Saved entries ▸
+ + + +

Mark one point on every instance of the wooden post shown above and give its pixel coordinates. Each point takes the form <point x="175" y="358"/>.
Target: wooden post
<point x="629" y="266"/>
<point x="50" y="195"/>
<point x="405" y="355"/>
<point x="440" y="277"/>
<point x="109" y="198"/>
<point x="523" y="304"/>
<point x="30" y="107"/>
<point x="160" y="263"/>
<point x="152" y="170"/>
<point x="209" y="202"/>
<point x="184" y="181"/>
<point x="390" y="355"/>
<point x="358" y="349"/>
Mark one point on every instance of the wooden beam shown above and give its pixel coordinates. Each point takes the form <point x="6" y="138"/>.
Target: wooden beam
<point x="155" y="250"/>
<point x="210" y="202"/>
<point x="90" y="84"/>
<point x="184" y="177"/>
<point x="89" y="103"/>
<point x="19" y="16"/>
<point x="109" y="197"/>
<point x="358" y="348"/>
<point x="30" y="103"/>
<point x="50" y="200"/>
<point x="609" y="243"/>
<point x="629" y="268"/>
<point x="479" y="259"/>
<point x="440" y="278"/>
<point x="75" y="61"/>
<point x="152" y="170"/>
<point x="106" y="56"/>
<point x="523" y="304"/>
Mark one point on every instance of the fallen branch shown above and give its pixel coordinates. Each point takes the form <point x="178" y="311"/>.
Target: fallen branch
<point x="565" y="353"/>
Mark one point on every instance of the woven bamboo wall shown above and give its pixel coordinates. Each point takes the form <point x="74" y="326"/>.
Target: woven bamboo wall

+ + + +

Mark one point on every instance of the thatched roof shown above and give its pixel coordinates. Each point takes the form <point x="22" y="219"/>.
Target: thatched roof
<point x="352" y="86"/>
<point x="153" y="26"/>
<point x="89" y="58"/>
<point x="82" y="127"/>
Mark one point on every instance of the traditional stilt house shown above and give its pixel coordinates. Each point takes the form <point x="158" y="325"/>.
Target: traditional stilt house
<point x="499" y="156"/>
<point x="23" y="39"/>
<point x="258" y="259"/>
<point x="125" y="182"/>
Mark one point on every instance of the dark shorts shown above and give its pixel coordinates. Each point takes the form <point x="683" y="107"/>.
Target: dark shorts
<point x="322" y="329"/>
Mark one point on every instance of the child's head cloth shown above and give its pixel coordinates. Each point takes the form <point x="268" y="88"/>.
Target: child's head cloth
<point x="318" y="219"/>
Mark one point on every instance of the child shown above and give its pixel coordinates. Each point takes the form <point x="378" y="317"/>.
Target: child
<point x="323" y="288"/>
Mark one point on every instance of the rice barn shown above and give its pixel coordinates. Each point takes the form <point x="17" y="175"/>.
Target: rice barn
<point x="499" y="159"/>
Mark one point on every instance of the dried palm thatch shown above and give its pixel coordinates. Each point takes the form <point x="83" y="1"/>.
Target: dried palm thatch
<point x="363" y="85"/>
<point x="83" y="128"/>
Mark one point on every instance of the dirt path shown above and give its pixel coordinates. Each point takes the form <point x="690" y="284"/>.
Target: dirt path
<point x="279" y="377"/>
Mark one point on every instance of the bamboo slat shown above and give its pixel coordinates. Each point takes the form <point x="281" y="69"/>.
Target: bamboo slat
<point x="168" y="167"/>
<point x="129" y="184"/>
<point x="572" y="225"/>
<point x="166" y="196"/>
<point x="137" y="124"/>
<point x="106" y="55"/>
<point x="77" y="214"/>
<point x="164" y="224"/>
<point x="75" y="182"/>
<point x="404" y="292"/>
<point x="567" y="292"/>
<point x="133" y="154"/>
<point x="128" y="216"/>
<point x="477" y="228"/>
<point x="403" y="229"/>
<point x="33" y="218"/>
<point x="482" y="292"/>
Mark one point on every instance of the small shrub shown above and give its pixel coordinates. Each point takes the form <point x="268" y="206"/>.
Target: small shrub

+ + + +

Problem statement ▸
Isolate the lines above that contain the word "small" and copy them.

Response to the task ▸
Mark one point on every instance of the small shrub shown above and give its pixel coordinates. Each point takes the form <point x="268" y="206"/>.
Target: small shrub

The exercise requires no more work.